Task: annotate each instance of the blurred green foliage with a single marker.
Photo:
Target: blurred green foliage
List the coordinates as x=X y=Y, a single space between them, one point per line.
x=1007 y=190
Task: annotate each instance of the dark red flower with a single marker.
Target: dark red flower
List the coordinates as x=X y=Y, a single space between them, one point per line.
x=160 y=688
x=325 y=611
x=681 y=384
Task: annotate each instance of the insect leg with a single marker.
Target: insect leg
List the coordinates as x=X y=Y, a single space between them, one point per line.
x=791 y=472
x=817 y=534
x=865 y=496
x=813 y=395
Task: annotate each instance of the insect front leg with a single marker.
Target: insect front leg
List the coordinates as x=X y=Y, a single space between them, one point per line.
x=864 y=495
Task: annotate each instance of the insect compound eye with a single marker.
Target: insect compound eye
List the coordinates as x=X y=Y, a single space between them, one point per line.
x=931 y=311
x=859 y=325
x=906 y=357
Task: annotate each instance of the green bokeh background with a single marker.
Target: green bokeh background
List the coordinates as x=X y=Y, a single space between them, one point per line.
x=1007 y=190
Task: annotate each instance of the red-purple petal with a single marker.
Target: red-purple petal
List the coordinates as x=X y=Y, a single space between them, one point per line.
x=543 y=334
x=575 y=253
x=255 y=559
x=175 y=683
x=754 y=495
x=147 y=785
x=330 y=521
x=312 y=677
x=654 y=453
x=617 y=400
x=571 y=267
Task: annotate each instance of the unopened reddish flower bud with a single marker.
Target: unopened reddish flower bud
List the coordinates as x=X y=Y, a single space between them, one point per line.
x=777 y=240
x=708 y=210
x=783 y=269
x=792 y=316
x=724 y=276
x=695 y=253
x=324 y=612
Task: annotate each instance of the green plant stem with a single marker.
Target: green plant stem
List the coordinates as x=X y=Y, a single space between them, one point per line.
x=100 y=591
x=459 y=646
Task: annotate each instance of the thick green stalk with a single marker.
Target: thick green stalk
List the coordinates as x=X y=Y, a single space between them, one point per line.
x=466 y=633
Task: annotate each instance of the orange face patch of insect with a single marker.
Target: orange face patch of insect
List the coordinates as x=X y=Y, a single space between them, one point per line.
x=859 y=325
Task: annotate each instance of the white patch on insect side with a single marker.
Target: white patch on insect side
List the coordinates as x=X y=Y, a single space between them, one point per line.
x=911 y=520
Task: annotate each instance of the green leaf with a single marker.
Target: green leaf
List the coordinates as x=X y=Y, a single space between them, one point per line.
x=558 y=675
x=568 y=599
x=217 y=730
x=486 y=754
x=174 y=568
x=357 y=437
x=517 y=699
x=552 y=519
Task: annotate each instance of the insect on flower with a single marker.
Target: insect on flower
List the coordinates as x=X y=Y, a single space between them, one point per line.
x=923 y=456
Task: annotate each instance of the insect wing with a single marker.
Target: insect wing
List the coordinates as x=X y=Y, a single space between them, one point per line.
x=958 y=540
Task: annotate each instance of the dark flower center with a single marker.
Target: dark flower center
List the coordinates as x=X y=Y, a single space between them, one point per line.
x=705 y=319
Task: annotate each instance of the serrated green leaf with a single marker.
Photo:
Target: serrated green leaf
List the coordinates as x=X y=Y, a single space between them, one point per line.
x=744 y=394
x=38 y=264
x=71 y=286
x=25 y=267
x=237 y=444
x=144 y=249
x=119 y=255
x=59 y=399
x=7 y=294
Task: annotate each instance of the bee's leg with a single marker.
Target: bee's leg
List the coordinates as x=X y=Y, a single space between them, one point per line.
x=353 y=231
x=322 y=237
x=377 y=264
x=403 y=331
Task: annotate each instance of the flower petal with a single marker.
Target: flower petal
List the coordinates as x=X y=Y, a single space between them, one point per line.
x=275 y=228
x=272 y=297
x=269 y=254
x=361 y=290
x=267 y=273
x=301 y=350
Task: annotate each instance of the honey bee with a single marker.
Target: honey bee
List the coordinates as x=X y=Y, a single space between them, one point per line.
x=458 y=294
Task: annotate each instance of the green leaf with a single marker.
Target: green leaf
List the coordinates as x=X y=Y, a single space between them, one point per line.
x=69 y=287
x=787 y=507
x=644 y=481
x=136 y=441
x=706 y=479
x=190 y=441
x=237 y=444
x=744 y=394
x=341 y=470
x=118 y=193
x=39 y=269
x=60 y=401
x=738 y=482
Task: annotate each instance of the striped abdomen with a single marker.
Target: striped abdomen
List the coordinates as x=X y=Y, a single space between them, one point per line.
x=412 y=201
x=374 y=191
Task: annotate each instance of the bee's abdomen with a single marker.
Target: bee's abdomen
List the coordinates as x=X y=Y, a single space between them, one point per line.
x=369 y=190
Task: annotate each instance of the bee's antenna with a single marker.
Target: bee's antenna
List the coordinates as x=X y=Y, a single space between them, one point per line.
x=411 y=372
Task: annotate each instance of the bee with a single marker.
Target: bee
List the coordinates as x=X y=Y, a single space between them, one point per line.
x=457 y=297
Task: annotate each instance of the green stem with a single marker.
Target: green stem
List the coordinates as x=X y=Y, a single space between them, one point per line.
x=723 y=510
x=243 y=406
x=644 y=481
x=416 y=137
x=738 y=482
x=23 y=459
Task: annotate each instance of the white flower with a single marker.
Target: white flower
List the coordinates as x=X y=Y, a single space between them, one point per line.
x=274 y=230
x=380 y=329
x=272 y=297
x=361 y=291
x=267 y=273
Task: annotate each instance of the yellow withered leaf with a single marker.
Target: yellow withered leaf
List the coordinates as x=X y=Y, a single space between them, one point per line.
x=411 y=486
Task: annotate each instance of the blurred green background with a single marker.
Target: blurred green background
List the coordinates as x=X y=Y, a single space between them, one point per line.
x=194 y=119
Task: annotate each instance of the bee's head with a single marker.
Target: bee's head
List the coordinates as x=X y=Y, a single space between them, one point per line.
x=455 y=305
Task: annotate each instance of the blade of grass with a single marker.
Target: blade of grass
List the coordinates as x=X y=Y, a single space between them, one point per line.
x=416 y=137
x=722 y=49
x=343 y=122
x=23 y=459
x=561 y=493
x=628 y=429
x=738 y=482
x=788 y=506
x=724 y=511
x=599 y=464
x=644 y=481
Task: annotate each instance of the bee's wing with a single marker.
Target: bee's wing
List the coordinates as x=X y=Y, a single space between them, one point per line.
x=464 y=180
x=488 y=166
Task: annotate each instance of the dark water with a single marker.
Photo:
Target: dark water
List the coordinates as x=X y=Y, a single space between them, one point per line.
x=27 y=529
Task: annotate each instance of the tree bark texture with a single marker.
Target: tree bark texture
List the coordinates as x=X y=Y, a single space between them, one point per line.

● ● ● ● ●

#### [THE PROBLEM]
Print the complete listing again, exactly as it stands.

#### [EXERCISE ANSWER]
Task: annotate each instance of the blurred green foliage with a single marker.
Photo:
Target: blurred green foliage
List the coordinates as x=X y=Y, a single space between them, one point per line.
x=1007 y=190
Task: annotate each instance of the dark red flower with a single marker.
Target: dark red flower
List the coordinates as x=X y=Y, a single space between them, one point per line.
x=160 y=688
x=325 y=611
x=681 y=384
Task: annotate each instance of the insect leg with a single marker.
Target: insect leg
List the coordinates as x=X y=Y, a single space between them, one point per line.
x=791 y=472
x=817 y=534
x=865 y=496
x=813 y=395
Task: annotate each instance of the insect front leg with a single marker.
Target: insect front leg
List the coordinates as x=X y=Y, a single space between them, one point per line.
x=864 y=495
Task: annotate each instance of the insect compound eye with a single marker.
Target: insect compound eye
List the coordinates as x=X y=Y, a single space between them, one point per line.
x=931 y=311
x=859 y=325
x=906 y=357
Task: annotate each instance of the green bokeh background with a single marker.
Target: green bokeh background
List the coordinates as x=X y=Y, a single space between them, one point per line.
x=1007 y=190
Task: annotate each instance of the red-purple petal with a single marker.
Target: red-purple petal
List the coordinates as x=X y=Y, a single space between them, one point per line.
x=543 y=334
x=575 y=253
x=255 y=559
x=175 y=683
x=754 y=495
x=147 y=785
x=330 y=521
x=312 y=677
x=654 y=453
x=617 y=400
x=571 y=267
Task: annotate each instance of the unopened reddish flower bud with a single marker.
Target: unopened reddish flower bud
List the coordinates as x=X y=Y, a single space between them, one point per line.
x=777 y=240
x=708 y=210
x=783 y=269
x=792 y=316
x=724 y=276
x=695 y=253
x=324 y=612
Task: annotate each instance of the green plant stem with a single marker.
Target: green plant stem
List the coordinates as x=X y=Y, a single space between them, one point per line.
x=100 y=591
x=459 y=646
Task: annotate each instance of the thick green stalk with a single marker.
Target: thick green stalk
List the coordinates as x=X y=Y, a single space between them, one point per line.
x=466 y=633
Task: annotate each instance of the orange face patch of insect with a single marker.
Target: orange face patch of insect
List the coordinates as x=X y=Y, a single space between them, one point per line.
x=859 y=325
Task: annotate each instance of the white patch on insect side with a single marker.
Target: white patch on insect side
List the coordinates as x=X y=Y, a single space between them, one point per line.
x=911 y=520
Task: annotate each instance of the green leaf with a single marker.
Target: green leaf
List the coordinates as x=X y=Y, a single space between them, one point per line.
x=558 y=675
x=568 y=599
x=217 y=730
x=486 y=754
x=174 y=568
x=357 y=437
x=517 y=699
x=552 y=519
Task: annotate each instance of the insect on flower with a single marker.
Target: insect on flower
List the coordinates as x=X y=Y, a single space between them, one point per line.
x=923 y=456
Task: annotate each instance of the insect wing with a single marker.
Target: insect wing
List the coordinates as x=X y=Y, a single space between them, one point per line.
x=958 y=540
Task: annotate each instance of the dark flower center with a single marker.
Target: dark flower center
List the coordinates as x=X y=Y, a single space between them, one point per line.
x=705 y=319
Task: annotate each instance of the serrated green leaf with a single marker.
Photo:
Target: serrated green leaf
List the coordinates as x=X y=Y, a single space between them, one point per line.
x=744 y=394
x=38 y=264
x=71 y=286
x=25 y=267
x=237 y=444
x=144 y=249
x=119 y=255
x=59 y=399
x=7 y=294
Task: annotate each instance of the bee's leg with a single marker.
Target: bee's leg
List the coordinates as x=X y=Y, a single space between them, one point per line.
x=353 y=231
x=322 y=237
x=377 y=264
x=403 y=331
Task: annotate each instance of the flower petal with a single marker.
Target: flower petal
List the coordinates as x=X y=Y, a single space between them, one point per line.
x=275 y=228
x=272 y=297
x=269 y=254
x=361 y=290
x=267 y=273
x=301 y=350
Task: annotate each instance of the honey bee with a single marker.
Target: honey bee
List the coordinates as x=X y=Y, a single space between them, one point per line.
x=458 y=294
Task: annotate each instance of the green leaf with a single marker.
Target: green leaf
List the coordinates as x=X y=Y, a single space between them, one point per line.
x=69 y=287
x=787 y=507
x=644 y=481
x=136 y=441
x=706 y=479
x=190 y=441
x=237 y=444
x=744 y=394
x=341 y=470
x=118 y=193
x=39 y=269
x=60 y=401
x=738 y=482
Task: annotate each instance of the striped abdomen with a single marker.
Target: striped abdomen
List the coordinates as x=X y=Y, a single space between them, one point per line.
x=412 y=201
x=374 y=191
Task: annotate each instance of the bee's abdomen with a single marker.
Target: bee's abdomen
List the coordinates as x=X y=Y, a single space between them, one point per line.
x=369 y=190
Task: annotate each instance of the bee's antenna with a single marker.
Target: bee's antenna
List the coordinates as x=X y=Y, a single space between them, one point per line.
x=411 y=372
Task: annotate each instance of the bee with a single marker.
Target: bee
List the coordinates as x=X y=Y, a single space between them, one point per line.
x=457 y=297
Task: annotate each instance of the green stem with a single marker.
Target: green stem
List the coordinates as x=X y=Y, a single space between them, one point per line.
x=723 y=510
x=243 y=406
x=644 y=481
x=416 y=137
x=738 y=482
x=23 y=459
Task: annotate each instance of the white flower with a single marker.
Target: white flower
List the coordinates as x=X y=Y, a single space between them, one point per line.
x=274 y=230
x=380 y=329
x=272 y=297
x=361 y=291
x=267 y=273
Task: annotate each instance of the yellow withered leaf with a single marker.
Target: yellow withered leaf
List the coordinates as x=X y=Y, a single space between them, one point per line.
x=411 y=486
Task: annotate each instance of the blurred green background with a single marker.
Target: blurred green background
List the coordinates as x=X y=Y, a single space between them, one point per line.
x=194 y=119
Task: annotate each instance of the bee's head with a single marker.
Target: bee's head
List the coordinates as x=X y=Y, a single space between them, one point per line.
x=455 y=305
Task: annotate each instance of the blade of grass with a single marker.
Target: blade of grass
List the coordinates as x=X y=Y, a single space between them, one point per line.
x=416 y=137
x=722 y=49
x=343 y=122
x=23 y=459
x=561 y=493
x=628 y=429
x=738 y=482
x=788 y=506
x=724 y=511
x=599 y=464
x=644 y=481
Task: annotate each instance of the bee's wing with a single marker.
Target: bee's wing
List the coordinates as x=X y=Y, a single space between them, one point per line.
x=464 y=180
x=488 y=166
Task: annotate each instance of the dark water with a single marker.
Photo:
Target: dark water
List the coordinates as x=X y=Y, a single space between them, one point per line.
x=27 y=529
Task: annotate each instance of the tree bark texture with a single marker.
Target: tree bark texture
List the coordinates as x=X y=Y, a single space between them, one point per line.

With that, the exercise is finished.